The word "center" marks the lines to report; pull each of them from the listing.

━━━━━━━━━━

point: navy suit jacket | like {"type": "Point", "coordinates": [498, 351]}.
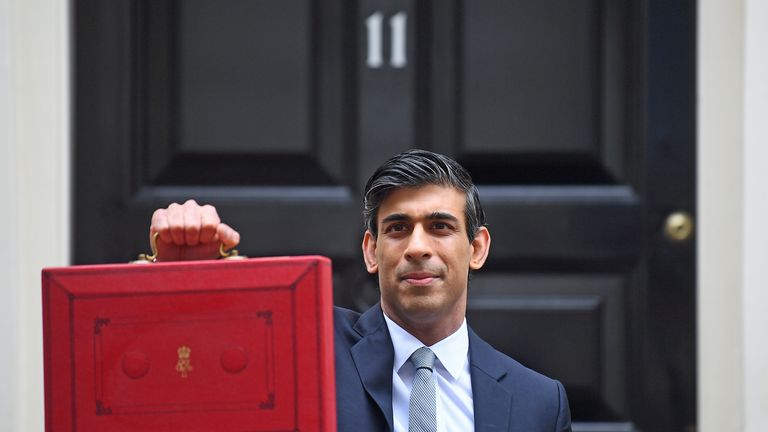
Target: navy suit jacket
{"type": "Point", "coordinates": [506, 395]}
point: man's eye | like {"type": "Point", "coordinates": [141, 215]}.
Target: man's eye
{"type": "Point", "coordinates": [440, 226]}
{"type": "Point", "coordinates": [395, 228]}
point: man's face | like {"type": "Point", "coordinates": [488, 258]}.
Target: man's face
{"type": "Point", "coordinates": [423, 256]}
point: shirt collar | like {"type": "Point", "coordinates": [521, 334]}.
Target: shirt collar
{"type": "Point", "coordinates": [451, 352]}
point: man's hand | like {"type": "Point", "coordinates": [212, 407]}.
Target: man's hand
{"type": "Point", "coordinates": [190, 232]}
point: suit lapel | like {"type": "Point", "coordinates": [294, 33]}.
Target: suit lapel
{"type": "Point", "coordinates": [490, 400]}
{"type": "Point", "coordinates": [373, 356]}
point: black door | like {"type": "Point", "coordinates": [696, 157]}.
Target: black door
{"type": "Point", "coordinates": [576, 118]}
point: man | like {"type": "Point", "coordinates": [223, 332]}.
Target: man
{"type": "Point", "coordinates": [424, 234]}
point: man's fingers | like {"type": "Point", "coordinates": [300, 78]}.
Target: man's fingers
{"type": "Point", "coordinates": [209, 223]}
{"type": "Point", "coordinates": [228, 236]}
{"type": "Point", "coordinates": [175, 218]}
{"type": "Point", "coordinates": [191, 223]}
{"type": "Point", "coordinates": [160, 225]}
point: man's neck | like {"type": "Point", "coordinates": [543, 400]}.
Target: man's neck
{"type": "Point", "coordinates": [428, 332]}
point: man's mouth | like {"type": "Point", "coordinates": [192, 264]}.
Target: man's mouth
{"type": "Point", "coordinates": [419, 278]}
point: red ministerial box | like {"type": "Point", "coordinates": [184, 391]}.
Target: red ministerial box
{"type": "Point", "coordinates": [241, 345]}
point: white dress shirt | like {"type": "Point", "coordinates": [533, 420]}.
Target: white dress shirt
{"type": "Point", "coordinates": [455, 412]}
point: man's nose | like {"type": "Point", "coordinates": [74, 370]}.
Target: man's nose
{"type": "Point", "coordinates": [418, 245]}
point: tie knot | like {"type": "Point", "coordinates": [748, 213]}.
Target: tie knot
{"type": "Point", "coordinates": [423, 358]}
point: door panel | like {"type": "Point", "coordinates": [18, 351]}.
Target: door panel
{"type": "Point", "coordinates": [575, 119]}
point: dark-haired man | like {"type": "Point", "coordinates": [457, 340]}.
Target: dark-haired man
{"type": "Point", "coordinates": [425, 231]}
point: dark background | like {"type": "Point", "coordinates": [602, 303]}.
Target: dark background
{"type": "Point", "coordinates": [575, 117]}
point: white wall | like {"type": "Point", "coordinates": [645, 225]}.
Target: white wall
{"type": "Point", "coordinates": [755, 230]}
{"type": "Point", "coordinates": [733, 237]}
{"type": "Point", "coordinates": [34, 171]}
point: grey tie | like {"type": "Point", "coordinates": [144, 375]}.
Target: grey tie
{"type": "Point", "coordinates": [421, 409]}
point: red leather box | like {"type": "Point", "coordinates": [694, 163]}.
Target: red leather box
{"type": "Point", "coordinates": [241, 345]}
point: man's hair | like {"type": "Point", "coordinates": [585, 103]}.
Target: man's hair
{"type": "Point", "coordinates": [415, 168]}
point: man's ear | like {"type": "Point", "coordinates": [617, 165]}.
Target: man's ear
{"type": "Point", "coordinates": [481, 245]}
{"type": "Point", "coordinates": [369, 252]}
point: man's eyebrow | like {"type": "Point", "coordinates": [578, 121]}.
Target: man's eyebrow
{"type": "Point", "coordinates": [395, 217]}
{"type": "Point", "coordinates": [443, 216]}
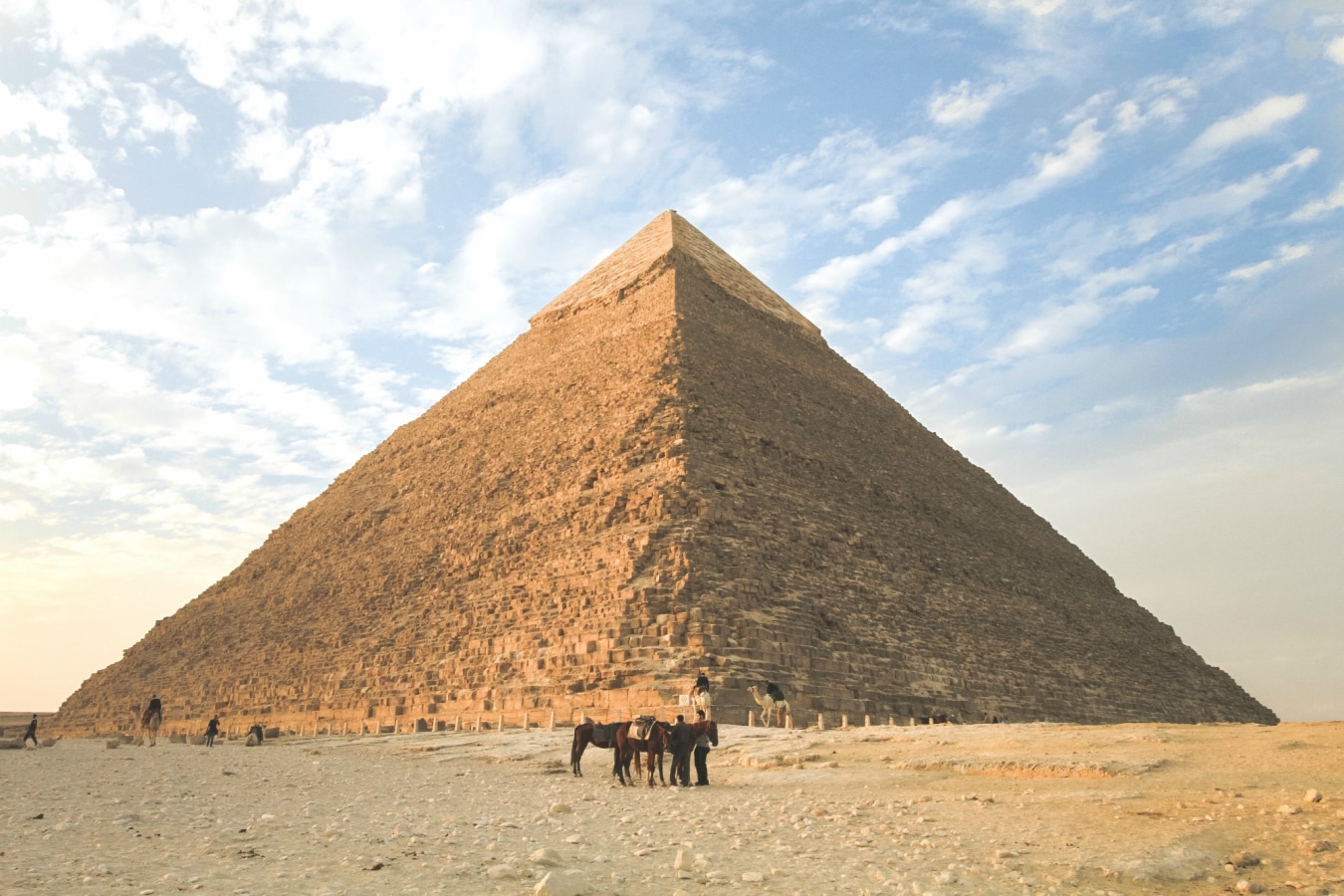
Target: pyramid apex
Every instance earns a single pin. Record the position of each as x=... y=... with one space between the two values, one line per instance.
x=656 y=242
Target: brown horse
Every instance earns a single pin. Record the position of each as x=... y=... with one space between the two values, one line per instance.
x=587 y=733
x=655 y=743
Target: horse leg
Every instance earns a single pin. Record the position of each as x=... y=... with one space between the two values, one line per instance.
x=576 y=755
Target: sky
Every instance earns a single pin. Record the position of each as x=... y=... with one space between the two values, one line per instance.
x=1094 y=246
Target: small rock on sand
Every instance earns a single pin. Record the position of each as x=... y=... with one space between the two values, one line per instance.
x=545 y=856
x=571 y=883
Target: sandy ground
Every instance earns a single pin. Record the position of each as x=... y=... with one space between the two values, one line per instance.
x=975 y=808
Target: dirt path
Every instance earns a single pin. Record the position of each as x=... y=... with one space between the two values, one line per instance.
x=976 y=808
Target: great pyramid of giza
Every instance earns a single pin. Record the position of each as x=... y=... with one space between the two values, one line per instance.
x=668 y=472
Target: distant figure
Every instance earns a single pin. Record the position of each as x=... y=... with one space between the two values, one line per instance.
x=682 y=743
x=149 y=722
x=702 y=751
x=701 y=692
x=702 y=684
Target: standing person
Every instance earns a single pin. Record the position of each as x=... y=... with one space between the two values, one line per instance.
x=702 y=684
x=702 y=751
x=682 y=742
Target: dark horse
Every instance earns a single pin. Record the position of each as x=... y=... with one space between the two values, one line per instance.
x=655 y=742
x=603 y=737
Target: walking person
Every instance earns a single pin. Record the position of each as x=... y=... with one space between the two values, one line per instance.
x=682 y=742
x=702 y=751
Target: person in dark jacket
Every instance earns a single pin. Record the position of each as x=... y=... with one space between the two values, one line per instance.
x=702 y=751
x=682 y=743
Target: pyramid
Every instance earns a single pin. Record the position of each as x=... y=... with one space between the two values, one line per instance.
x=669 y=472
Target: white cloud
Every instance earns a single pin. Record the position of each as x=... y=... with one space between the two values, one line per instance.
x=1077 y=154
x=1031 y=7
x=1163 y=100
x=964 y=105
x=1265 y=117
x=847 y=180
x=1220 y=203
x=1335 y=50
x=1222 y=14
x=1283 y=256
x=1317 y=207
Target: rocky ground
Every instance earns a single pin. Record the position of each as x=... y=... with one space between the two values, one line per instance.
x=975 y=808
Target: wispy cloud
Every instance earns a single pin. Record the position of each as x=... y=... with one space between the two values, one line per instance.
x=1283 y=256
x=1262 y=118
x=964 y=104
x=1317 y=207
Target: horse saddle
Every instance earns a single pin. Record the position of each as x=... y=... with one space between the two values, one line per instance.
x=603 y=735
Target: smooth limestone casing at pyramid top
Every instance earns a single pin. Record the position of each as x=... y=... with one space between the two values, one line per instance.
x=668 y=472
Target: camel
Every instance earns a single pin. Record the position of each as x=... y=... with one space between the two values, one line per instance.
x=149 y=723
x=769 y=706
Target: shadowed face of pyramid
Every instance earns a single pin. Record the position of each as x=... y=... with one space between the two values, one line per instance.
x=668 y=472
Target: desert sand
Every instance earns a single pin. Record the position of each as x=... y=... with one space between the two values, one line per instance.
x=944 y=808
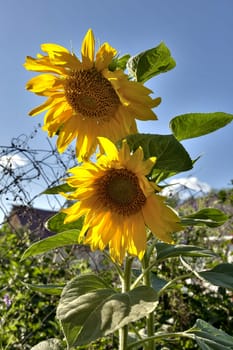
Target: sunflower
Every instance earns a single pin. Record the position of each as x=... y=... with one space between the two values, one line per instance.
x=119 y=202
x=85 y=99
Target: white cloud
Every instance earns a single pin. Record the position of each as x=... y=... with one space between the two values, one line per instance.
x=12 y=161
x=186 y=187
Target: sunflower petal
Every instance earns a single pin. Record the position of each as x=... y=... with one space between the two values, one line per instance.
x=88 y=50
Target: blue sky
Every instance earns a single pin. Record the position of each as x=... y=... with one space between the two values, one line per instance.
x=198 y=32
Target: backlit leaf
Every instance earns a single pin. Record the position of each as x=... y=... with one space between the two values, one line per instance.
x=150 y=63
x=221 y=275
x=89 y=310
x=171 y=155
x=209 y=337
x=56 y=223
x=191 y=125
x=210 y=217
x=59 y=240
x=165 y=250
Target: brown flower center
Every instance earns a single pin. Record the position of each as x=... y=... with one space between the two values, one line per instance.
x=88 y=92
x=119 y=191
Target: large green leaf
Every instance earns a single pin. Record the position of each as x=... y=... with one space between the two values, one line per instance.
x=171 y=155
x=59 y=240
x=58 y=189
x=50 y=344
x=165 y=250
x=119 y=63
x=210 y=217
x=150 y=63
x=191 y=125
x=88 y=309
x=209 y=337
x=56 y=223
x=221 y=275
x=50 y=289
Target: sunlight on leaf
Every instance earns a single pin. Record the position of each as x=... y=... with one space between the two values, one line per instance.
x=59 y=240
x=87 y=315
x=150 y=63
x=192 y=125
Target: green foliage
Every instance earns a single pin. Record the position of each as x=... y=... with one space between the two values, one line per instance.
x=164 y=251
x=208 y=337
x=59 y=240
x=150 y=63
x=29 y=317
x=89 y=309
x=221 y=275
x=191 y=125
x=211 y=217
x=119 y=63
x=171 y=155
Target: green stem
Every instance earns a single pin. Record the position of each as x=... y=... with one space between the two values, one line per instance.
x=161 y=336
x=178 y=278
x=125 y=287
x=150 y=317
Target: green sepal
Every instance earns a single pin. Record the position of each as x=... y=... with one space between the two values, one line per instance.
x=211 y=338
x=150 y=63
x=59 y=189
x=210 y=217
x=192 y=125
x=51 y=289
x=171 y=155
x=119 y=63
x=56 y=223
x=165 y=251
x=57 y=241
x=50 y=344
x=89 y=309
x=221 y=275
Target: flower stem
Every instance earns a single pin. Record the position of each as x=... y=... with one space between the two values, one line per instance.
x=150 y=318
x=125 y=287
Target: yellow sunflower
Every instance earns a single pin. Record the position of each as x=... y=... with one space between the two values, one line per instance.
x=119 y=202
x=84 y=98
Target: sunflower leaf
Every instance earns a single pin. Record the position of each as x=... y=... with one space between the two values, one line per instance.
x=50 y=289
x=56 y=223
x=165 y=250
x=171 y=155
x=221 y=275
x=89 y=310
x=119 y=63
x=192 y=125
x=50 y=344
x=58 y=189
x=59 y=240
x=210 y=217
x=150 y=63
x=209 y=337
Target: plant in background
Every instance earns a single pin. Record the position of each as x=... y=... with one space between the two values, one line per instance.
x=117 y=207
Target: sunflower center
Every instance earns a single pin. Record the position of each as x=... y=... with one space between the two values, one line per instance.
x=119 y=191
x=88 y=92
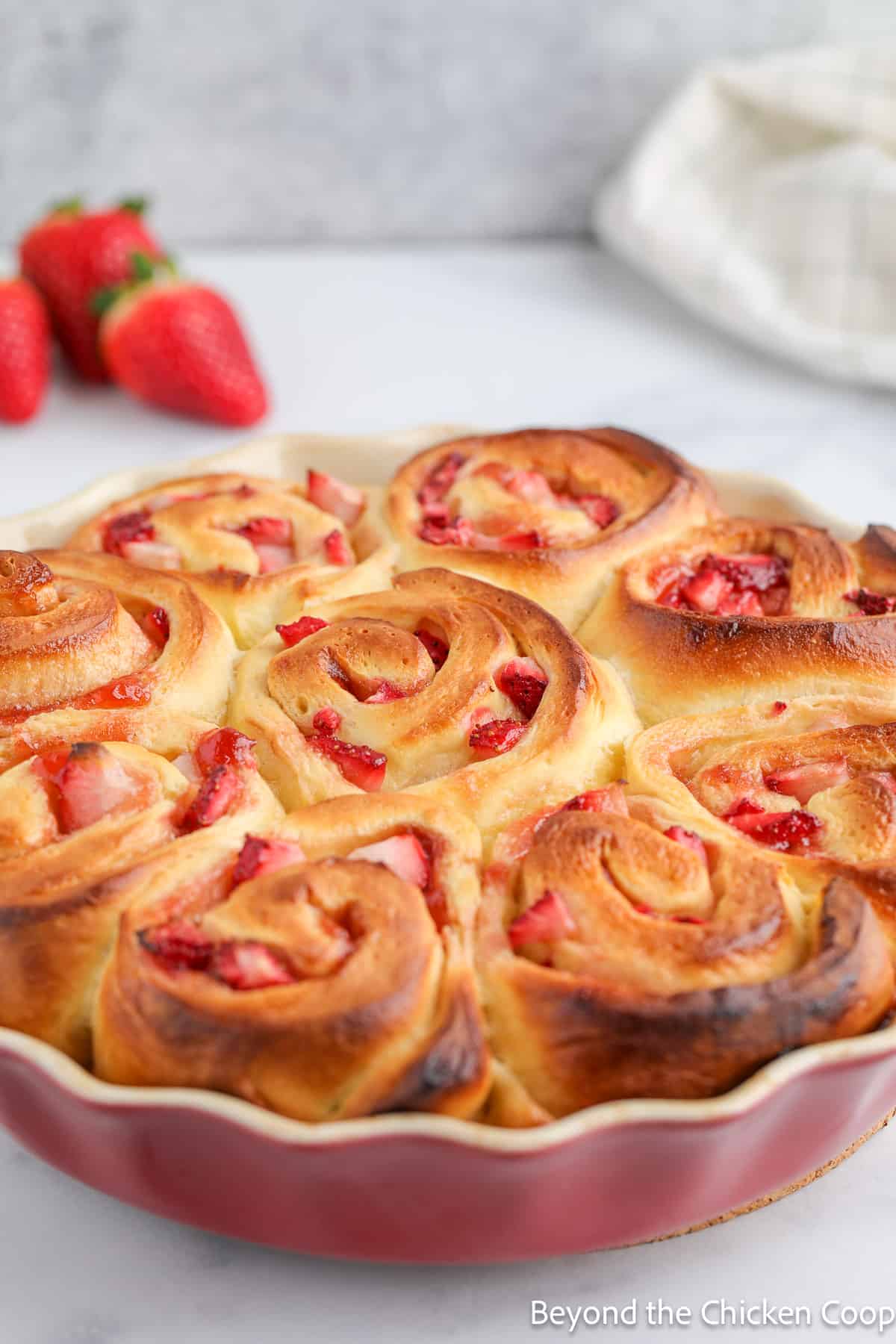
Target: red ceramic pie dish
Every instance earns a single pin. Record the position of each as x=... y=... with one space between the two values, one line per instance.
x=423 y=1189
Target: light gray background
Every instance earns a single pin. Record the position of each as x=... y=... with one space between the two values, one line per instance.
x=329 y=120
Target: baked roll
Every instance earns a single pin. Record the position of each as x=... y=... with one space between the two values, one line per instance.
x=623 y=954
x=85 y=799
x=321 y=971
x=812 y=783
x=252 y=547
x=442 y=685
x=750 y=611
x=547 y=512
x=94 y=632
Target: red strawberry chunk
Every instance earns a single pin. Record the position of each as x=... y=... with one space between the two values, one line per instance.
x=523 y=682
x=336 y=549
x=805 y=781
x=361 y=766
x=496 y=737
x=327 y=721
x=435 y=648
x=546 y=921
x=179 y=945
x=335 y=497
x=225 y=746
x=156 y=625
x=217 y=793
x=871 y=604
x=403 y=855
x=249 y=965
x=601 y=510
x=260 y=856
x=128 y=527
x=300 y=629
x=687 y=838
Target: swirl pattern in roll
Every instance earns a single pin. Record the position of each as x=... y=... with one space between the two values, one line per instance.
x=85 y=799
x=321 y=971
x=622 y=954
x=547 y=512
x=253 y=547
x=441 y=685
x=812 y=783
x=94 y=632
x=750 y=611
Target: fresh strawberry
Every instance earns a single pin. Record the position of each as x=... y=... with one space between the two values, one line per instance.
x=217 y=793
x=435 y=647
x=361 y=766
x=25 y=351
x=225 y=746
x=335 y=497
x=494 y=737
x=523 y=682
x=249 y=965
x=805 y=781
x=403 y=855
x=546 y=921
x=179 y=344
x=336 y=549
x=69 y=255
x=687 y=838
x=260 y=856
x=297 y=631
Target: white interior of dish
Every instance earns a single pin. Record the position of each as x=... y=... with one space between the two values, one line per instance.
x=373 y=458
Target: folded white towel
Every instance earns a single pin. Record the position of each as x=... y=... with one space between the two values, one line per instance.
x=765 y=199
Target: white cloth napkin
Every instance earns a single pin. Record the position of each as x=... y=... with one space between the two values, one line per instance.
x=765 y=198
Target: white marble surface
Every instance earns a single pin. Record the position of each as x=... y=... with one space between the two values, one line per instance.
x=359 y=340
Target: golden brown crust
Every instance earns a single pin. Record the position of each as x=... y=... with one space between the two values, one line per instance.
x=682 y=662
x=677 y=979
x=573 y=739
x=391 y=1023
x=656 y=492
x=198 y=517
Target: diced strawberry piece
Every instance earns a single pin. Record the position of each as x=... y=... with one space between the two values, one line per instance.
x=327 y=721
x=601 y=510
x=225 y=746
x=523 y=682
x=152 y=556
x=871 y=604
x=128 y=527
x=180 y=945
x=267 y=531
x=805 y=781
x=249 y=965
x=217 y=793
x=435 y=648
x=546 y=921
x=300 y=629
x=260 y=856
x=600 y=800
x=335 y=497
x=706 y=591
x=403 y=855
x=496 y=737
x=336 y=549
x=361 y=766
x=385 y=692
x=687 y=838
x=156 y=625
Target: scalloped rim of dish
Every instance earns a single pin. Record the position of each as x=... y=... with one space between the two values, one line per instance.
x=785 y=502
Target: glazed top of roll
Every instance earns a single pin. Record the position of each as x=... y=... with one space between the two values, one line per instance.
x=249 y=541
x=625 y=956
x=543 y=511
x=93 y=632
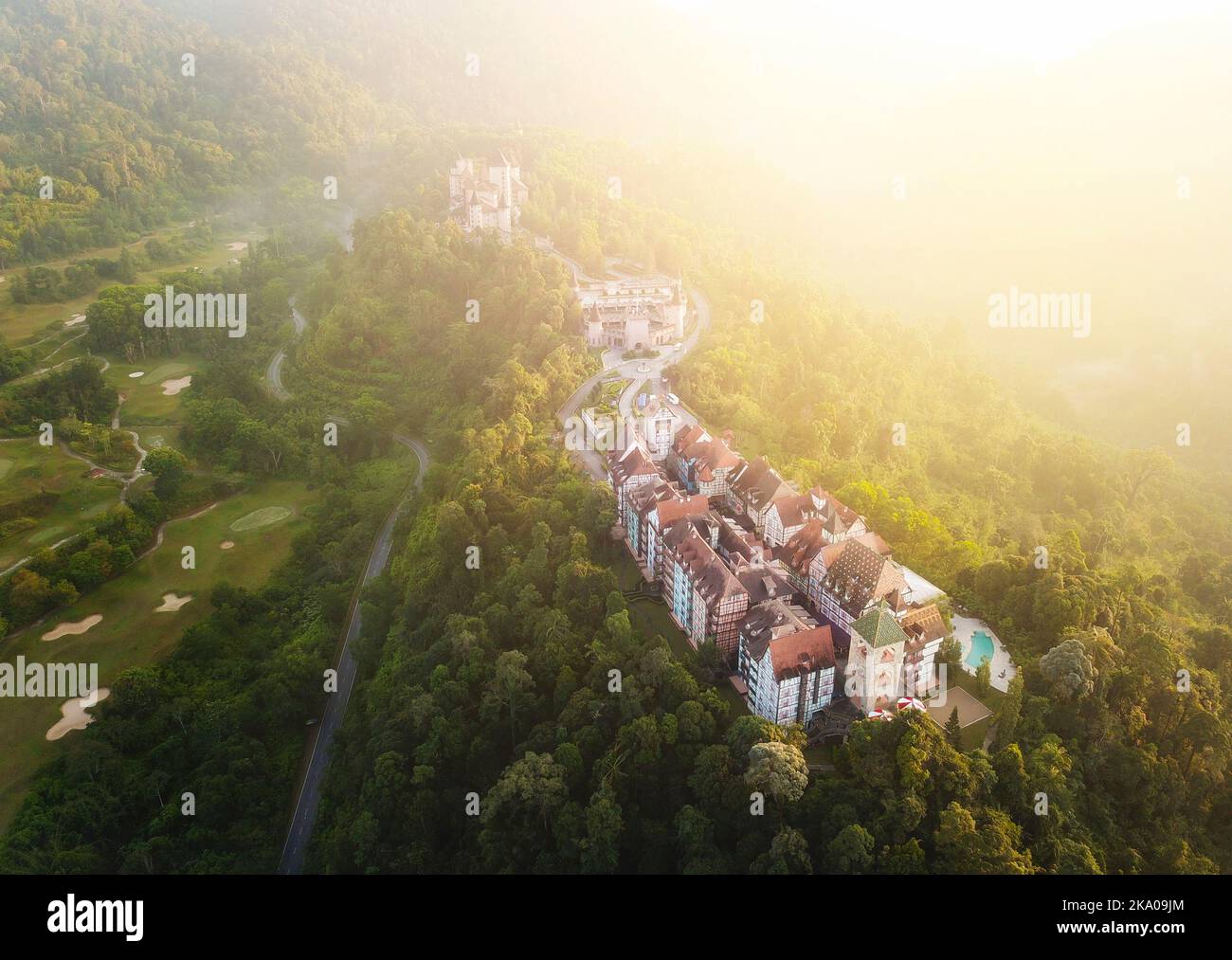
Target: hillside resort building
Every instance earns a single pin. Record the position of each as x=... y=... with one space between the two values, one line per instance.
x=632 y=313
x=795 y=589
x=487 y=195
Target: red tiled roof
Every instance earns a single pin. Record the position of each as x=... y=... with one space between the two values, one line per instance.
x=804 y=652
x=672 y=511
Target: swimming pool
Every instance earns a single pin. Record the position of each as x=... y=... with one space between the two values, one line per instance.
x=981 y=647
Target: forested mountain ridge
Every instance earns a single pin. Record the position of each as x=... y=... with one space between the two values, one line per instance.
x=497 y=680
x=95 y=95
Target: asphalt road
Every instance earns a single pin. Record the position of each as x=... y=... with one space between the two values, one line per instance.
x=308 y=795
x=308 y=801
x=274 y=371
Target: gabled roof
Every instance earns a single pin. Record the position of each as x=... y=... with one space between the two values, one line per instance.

━━━━━━━━━━

▶ [Result]
Target: brown flower center
Target: sunflower center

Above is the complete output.